▶ [SET PROBLEM]: Can you reproduce every one of the lines below, character for character, with nothing changed?
::::::::::
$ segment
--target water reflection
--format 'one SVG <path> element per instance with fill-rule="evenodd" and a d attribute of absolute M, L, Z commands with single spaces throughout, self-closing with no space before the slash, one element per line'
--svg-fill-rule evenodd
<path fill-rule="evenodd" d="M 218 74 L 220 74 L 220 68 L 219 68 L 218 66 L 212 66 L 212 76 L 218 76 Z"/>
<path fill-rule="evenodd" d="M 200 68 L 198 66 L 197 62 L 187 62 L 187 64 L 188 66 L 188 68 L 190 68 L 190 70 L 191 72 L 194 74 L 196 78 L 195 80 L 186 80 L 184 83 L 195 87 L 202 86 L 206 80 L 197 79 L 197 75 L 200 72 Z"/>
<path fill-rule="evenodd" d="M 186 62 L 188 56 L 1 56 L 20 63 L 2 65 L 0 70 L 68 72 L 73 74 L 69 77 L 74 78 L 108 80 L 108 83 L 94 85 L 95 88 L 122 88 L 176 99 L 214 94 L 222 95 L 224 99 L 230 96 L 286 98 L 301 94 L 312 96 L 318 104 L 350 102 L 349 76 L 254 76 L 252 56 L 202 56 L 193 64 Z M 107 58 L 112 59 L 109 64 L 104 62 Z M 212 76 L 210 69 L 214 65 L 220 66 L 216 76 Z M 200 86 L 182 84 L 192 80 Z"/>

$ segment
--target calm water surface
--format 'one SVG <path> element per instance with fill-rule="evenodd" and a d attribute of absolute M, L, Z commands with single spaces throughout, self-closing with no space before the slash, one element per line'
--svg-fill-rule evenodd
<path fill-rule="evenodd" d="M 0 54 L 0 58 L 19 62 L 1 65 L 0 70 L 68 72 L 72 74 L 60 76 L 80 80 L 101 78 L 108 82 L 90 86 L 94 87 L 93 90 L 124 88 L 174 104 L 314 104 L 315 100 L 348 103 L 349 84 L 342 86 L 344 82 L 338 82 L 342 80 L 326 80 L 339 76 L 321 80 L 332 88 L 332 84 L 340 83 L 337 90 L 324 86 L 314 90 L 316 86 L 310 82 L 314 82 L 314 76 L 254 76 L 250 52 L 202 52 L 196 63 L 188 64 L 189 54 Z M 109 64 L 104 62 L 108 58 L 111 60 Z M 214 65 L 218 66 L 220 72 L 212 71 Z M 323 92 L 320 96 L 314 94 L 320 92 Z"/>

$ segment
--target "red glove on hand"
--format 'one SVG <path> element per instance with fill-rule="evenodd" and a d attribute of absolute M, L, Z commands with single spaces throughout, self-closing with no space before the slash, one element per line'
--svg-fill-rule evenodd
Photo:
::::::::::
▶ [RESULT FOR THIS EXERCISE]:
$ segment
--target water reflection
--format 'one SVG <path> element per instance with fill-rule="evenodd" and a d attribute of absolute M, L, Z commands with single spaces throughout, self-closing with no space before the slash, one element per line'
--svg-fill-rule evenodd
<path fill-rule="evenodd" d="M 218 74 L 220 74 L 220 68 L 219 68 L 218 66 L 212 66 L 212 76 L 218 76 Z"/>
<path fill-rule="evenodd" d="M 200 68 L 198 66 L 197 62 L 187 62 L 187 64 L 188 66 L 188 68 L 190 68 L 190 70 L 191 72 L 194 74 L 196 78 L 195 80 L 186 80 L 184 83 L 195 87 L 202 86 L 206 80 L 197 79 L 197 75 L 200 72 Z"/>
<path fill-rule="evenodd" d="M 186 62 L 188 56 L 1 56 L 20 63 L 2 65 L 0 70 L 68 72 L 73 74 L 69 77 L 74 78 L 108 80 L 108 83 L 94 85 L 95 88 L 122 88 L 176 99 L 214 94 L 222 95 L 224 99 L 230 96 L 286 98 L 301 94 L 312 96 L 318 104 L 350 102 L 349 76 L 254 76 L 252 56 L 202 56 L 193 64 Z M 107 58 L 112 59 L 109 64 L 104 62 Z M 212 76 L 210 69 L 214 65 L 220 66 L 216 76 Z M 200 86 L 182 84 L 192 80 Z"/>

$ segment
--target calm water surface
--format 'one SVG <path> element per instance with fill-rule="evenodd" and a d attribute of absolute M, L, Z commands with single spaces throughout, self-closing with no space before the slash, one element per line'
--svg-fill-rule evenodd
<path fill-rule="evenodd" d="M 0 54 L 0 58 L 19 62 L 1 65 L 0 70 L 68 72 L 72 74 L 60 76 L 80 80 L 101 78 L 108 82 L 90 86 L 94 87 L 93 90 L 124 88 L 174 104 L 314 104 L 315 100 L 348 103 L 349 84 L 342 86 L 344 82 L 338 82 L 342 80 L 326 80 L 339 76 L 321 80 L 332 88 L 332 84 L 340 83 L 337 90 L 324 86 L 314 90 L 316 86 L 310 82 L 314 82 L 314 76 L 254 76 L 250 52 L 202 52 L 196 63 L 188 64 L 189 54 Z M 109 64 L 104 62 L 108 58 L 111 60 Z M 214 65 L 218 66 L 220 72 L 212 71 Z M 323 92 L 320 96 L 314 94 L 320 92 Z"/>

$ segment
--target "red glove on hand"
--format 'one SVG <path> element per instance with fill-rule="evenodd" and a d attribute of absolute M, L, Z commands with single spaces throughout, self-closing with no space before the slash, one element per line'
--svg-fill-rule evenodd
Photo:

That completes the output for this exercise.